■ Written instruction:
Extract every line of the rows below that contains the string "background", treating uppercase and lowercase as different. Copy each matching line in full.

[Location identification entries]
● ● ● ● ● ● ●

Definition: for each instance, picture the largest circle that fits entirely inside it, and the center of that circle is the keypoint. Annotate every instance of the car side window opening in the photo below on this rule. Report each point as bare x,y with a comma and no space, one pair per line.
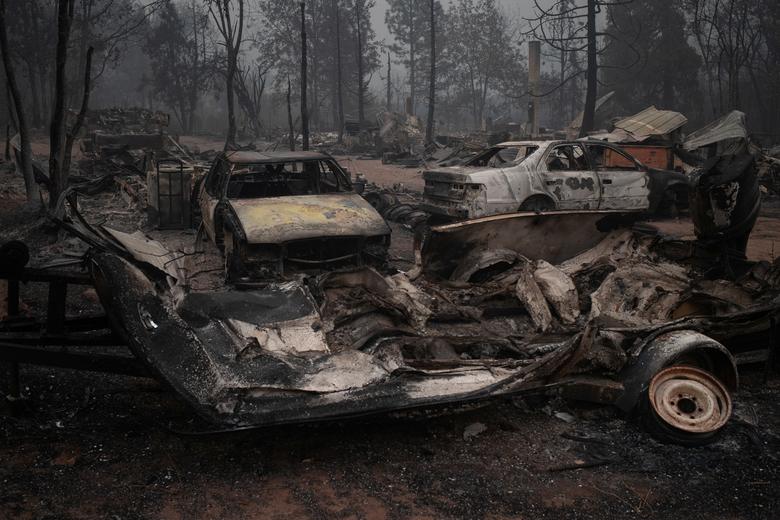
567,157
606,158
284,179
214,178
498,157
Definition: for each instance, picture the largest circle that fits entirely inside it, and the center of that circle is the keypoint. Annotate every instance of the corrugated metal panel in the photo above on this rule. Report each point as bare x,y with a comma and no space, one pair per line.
652,122
730,126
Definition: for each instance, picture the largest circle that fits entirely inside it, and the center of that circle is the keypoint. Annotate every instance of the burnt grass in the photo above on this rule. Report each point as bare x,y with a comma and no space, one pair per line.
88,445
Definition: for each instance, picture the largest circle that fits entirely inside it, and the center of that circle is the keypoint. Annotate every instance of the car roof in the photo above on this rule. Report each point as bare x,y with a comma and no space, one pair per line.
524,143
242,157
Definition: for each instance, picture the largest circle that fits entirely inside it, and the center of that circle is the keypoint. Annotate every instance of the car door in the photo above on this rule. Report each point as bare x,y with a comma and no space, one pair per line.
624,182
210,194
569,178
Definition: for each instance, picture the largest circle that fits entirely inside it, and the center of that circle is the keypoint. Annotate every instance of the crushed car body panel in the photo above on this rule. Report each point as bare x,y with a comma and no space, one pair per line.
545,175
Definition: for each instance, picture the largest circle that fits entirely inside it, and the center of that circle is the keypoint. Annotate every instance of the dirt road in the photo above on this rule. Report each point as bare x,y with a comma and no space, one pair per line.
87,445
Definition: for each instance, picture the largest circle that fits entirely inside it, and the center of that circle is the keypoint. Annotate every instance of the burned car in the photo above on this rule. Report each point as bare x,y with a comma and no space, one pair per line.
550,175
274,212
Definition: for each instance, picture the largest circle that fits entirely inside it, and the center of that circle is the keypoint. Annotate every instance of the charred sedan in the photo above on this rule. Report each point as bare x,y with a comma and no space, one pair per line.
547,176
273,213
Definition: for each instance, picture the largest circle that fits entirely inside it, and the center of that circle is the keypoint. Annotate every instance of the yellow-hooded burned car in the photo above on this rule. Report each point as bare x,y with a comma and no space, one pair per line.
274,213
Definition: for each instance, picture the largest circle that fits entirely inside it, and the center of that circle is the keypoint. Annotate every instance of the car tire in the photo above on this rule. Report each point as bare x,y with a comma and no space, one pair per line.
685,405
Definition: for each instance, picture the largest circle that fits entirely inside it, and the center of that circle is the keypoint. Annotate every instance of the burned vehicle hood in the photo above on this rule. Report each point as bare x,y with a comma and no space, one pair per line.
283,219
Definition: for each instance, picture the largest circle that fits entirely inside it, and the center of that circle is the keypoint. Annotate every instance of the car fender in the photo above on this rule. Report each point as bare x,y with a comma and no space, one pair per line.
665,350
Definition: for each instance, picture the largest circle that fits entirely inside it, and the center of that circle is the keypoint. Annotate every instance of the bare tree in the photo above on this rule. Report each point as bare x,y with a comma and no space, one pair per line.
432,90
31,188
58,175
304,83
339,75
61,139
250,87
360,72
290,123
583,38
231,32
389,86
406,20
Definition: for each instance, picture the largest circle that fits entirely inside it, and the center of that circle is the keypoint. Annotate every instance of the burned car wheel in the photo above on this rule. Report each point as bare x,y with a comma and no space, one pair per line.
685,405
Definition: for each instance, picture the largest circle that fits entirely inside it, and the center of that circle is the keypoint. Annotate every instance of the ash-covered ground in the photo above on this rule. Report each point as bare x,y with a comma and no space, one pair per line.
86,445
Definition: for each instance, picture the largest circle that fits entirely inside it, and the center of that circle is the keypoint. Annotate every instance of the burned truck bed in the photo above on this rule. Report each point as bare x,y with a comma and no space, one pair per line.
605,312
599,324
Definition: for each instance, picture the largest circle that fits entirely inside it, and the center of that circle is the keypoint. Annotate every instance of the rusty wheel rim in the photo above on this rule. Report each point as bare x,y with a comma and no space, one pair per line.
690,399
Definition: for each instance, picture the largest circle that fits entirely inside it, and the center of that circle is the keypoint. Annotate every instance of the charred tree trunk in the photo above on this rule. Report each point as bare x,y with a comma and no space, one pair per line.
33,194
232,35
388,102
412,58
432,88
58,175
361,84
230,138
339,78
304,85
74,131
589,114
289,116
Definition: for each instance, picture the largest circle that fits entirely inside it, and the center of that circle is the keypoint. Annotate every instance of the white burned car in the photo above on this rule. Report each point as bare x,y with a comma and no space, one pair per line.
550,175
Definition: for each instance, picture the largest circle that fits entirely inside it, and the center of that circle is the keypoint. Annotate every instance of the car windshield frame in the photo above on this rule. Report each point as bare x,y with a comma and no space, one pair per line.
286,178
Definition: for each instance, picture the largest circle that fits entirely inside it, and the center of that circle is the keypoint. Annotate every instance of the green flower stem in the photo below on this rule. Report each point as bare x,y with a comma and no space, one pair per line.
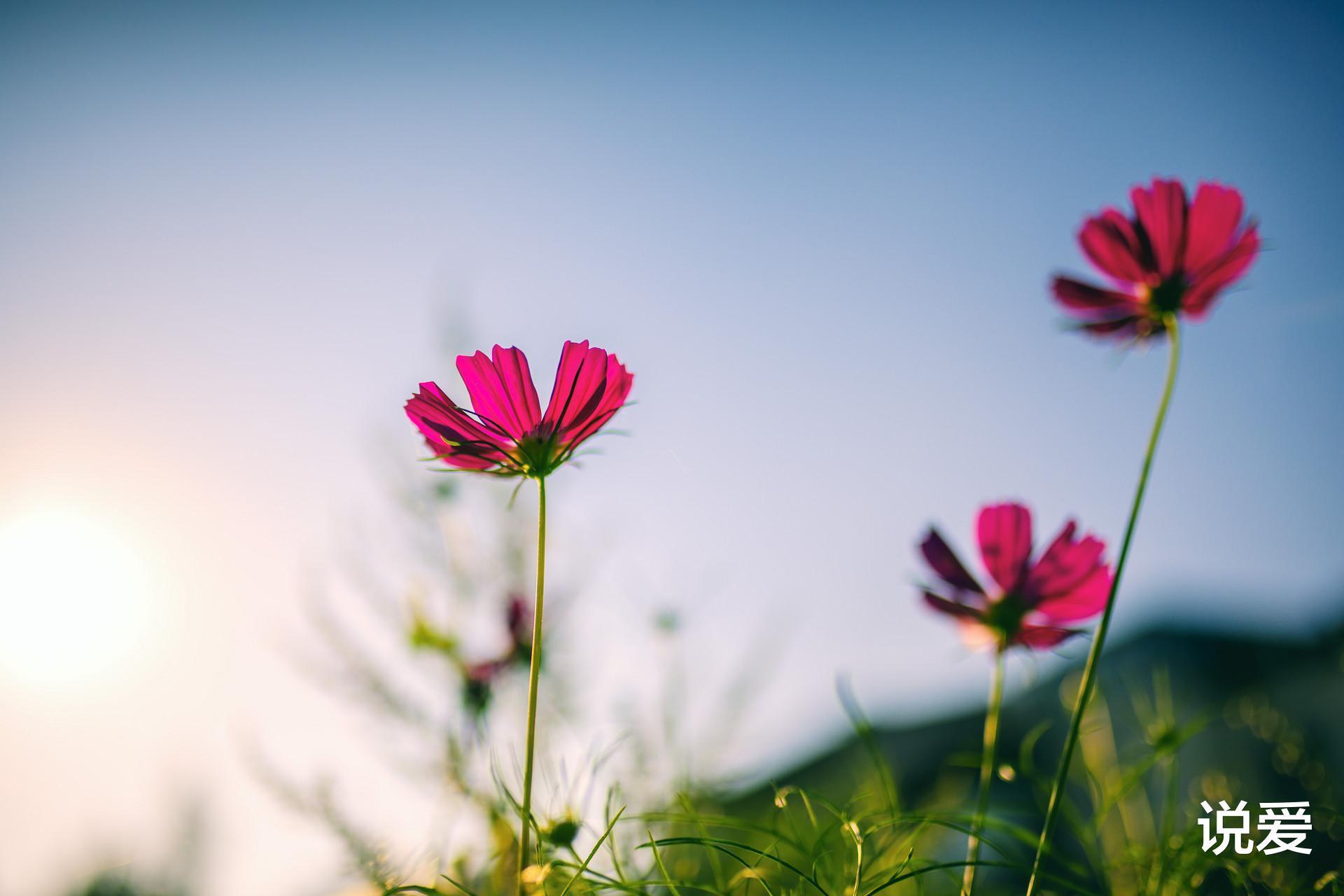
987,773
534,673
1100,637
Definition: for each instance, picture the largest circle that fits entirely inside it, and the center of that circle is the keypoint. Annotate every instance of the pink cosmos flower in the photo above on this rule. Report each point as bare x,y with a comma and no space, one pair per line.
505,431
1032,599
1174,257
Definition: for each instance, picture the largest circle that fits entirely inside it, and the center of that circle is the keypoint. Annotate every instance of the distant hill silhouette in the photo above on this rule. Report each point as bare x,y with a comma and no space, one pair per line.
1275,731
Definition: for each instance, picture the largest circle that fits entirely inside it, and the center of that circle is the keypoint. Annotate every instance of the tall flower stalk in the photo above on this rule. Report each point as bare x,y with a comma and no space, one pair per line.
1085,690
533,676
987,771
1172,258
507,434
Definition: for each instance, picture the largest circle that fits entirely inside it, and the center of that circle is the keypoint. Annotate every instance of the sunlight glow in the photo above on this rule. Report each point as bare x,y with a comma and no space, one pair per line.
74,599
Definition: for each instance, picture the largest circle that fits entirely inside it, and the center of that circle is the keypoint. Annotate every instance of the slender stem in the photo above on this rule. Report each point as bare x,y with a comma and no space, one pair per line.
531,684
1168,821
987,773
1100,637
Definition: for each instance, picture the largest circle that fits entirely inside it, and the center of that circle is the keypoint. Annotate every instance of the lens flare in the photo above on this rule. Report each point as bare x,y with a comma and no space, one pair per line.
74,599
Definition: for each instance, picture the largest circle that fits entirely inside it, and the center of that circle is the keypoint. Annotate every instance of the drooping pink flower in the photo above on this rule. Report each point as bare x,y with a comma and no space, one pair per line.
1172,257
505,431
1030,602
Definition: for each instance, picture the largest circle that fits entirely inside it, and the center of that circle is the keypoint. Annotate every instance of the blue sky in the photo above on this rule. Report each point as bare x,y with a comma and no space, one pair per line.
232,241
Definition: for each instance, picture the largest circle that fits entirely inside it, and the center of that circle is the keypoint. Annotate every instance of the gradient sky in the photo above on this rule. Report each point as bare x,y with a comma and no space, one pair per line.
230,241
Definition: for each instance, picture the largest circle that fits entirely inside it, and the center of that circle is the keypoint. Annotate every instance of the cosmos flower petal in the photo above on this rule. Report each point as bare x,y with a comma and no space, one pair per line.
952,608
1110,244
502,390
1222,273
1004,533
451,431
944,562
1042,637
1084,601
1078,296
1063,564
507,433
1214,216
1161,214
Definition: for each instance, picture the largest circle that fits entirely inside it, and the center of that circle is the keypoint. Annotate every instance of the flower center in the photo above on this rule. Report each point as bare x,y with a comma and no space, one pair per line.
1006,614
1166,298
536,456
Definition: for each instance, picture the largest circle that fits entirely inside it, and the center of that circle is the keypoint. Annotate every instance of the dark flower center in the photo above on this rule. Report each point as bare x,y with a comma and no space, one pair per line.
1006,614
1166,298
536,454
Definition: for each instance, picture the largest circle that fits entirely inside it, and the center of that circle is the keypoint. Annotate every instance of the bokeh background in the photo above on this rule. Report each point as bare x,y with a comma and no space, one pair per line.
233,238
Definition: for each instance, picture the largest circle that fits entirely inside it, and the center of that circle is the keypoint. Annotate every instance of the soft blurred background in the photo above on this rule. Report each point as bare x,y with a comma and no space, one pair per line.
233,238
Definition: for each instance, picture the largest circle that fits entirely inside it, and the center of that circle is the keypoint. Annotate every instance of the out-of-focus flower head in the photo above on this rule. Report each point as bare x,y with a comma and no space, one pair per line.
1172,257
505,431
1032,601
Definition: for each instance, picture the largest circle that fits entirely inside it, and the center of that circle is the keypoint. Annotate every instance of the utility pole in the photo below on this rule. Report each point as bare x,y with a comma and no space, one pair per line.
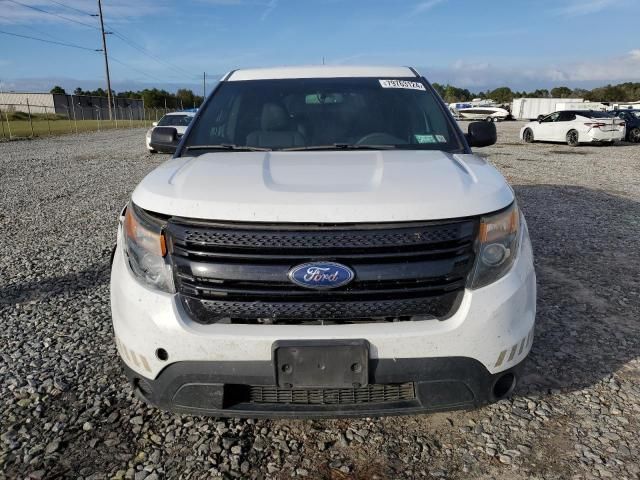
106,59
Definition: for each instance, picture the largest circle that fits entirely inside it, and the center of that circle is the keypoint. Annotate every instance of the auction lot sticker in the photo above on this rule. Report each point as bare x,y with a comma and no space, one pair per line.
402,84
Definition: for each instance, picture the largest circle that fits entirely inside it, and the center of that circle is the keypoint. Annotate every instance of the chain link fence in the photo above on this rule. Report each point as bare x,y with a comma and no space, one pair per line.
44,121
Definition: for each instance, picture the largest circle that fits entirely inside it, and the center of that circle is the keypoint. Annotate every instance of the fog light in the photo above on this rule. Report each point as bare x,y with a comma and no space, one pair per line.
494,254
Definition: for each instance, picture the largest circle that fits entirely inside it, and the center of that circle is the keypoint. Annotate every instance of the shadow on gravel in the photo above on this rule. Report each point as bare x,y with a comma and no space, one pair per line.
586,245
70,283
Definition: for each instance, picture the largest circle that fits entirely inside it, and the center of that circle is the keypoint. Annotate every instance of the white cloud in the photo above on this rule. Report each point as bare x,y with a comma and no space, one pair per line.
586,7
426,5
483,74
271,6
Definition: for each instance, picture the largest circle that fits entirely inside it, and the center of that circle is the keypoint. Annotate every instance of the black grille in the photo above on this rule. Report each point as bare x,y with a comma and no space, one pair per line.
321,312
239,272
324,240
373,393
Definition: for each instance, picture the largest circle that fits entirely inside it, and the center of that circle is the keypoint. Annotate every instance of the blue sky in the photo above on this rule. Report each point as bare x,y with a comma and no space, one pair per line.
470,43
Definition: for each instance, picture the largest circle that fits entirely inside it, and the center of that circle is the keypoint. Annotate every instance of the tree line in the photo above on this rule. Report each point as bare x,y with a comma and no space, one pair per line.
153,97
623,92
185,98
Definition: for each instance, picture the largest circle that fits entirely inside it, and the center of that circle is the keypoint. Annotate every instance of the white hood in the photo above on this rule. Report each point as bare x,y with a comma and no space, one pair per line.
324,186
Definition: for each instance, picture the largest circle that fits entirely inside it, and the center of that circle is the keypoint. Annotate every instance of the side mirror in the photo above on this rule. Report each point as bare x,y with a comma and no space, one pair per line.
164,139
481,134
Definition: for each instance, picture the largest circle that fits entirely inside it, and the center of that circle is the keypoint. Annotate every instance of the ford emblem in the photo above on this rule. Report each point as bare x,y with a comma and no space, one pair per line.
321,275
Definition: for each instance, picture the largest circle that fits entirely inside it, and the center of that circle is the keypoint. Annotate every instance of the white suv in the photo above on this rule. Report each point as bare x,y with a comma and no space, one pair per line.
323,243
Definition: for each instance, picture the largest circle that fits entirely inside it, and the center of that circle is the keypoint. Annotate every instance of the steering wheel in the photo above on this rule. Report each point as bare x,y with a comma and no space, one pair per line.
380,138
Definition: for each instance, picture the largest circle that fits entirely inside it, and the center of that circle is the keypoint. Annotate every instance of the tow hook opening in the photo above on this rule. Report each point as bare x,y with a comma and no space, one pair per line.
142,388
504,385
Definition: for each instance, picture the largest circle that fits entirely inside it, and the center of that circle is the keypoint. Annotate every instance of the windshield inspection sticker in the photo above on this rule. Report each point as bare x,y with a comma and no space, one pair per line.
402,84
425,138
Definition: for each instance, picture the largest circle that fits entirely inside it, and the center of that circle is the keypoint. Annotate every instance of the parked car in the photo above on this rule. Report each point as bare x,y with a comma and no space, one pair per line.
632,122
178,120
324,242
575,127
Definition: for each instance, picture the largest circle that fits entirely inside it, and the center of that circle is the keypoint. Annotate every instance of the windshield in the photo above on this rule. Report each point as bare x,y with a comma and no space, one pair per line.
325,113
175,121
594,114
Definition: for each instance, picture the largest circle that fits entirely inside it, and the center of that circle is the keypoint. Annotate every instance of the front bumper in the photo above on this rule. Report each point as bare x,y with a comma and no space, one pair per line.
184,366
598,135
400,386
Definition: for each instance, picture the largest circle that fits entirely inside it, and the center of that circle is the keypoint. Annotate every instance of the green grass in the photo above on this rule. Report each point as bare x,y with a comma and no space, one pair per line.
42,127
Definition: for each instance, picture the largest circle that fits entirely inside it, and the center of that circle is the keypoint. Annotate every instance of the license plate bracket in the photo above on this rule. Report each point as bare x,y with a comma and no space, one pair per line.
321,363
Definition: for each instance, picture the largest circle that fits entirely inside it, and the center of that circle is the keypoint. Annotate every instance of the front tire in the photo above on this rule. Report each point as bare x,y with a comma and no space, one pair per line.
573,138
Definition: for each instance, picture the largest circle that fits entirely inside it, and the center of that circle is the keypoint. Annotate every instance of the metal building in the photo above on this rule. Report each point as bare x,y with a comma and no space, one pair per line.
81,107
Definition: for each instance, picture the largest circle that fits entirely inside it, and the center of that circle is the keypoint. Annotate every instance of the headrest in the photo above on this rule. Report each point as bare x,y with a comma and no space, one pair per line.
274,117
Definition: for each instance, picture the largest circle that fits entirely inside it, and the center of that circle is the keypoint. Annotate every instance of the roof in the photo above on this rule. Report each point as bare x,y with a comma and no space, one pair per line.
319,71
185,112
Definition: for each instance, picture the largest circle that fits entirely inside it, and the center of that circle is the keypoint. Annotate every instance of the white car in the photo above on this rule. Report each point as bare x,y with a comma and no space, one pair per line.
323,242
575,127
179,120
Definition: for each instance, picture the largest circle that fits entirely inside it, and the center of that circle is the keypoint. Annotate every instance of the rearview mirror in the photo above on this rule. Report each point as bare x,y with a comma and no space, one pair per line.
481,134
164,139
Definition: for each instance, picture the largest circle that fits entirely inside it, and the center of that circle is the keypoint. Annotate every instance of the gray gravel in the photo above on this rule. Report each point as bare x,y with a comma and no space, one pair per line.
67,411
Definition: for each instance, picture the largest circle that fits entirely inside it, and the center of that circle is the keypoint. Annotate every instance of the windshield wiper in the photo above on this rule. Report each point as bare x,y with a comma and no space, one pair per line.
228,146
341,146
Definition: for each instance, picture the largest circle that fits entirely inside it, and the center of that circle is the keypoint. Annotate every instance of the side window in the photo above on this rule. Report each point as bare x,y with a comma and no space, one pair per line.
566,116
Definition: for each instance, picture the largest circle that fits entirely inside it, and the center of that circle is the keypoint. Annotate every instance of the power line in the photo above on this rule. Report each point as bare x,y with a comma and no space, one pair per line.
111,57
54,14
51,41
72,8
39,32
146,52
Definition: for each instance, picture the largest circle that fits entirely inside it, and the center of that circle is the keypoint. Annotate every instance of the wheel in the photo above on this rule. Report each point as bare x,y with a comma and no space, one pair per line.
572,138
634,135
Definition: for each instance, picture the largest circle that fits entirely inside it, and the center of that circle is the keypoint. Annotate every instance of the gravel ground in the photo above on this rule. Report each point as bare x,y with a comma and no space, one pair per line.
67,411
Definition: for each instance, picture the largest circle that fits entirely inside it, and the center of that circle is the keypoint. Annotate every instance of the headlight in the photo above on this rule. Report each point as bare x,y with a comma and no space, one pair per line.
145,249
497,246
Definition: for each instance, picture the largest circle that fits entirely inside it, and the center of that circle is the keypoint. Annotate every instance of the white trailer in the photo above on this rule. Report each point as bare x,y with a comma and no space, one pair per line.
532,108
581,106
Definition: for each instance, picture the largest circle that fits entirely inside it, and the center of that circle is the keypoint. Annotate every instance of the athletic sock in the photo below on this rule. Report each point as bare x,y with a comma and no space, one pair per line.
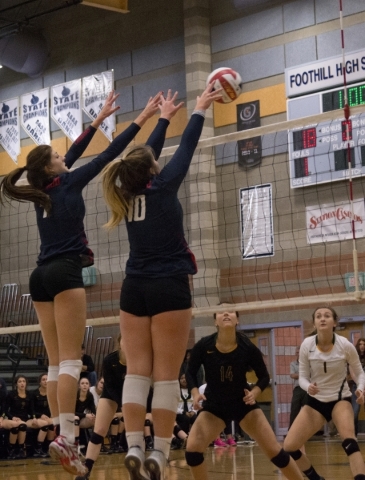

● ● ● ● ● ● ●

■ Expected output:
Definition: for each instance, picture the largest circle that fits entirely inside it, and the center of that circle is the keypoint. Annotate every instance of the bokeh background in the photo above on this rule. Report each point as bare x,y with a comma and no space, one pair per line.
Definition: for each instance, picture the largest circle that fits entirely inside it, and the center of that circle is the keypoint. Annotate every instance of the soft blurred background in the photo above on this rule. Report each point as bare x,y with a comma and no space, one pair per line.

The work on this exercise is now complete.